_Problem_
Your answer should be the line containing "eye in this photo, one per instance." and each line after it through the end of the data below, repeated exactly.

(Saved entries)
+++++

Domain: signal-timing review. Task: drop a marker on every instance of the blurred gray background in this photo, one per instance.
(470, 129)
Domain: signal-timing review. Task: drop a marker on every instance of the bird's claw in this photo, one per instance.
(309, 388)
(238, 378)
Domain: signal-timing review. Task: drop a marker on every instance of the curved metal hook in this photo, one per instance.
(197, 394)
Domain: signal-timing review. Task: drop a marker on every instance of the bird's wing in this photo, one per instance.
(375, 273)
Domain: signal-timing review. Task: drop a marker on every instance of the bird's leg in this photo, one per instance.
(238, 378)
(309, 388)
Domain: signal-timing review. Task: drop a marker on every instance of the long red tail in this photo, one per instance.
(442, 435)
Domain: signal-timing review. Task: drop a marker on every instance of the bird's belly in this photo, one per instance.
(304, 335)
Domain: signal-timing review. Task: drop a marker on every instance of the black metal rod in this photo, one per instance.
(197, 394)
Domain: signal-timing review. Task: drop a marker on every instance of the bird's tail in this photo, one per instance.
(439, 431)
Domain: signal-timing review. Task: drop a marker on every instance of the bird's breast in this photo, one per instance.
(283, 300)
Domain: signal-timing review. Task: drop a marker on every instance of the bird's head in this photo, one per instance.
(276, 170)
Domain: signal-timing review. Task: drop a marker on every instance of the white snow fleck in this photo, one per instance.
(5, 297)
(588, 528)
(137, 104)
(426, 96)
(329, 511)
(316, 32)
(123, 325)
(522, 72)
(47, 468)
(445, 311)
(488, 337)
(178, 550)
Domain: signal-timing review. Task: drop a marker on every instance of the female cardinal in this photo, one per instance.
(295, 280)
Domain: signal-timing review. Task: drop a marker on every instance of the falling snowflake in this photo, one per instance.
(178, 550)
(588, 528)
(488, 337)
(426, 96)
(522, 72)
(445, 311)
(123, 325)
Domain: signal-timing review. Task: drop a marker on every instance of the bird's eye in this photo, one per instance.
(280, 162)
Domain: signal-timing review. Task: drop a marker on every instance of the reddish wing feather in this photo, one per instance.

+++++

_Answer space_
Domain: signal-timing review. Task: drop a marker on every instance of the bird's eye in this photo, one per instance.
(280, 162)
Domain: signal-timing review. Task: drop a marker on every instance of the reddish wing feather in this photo, one per instance.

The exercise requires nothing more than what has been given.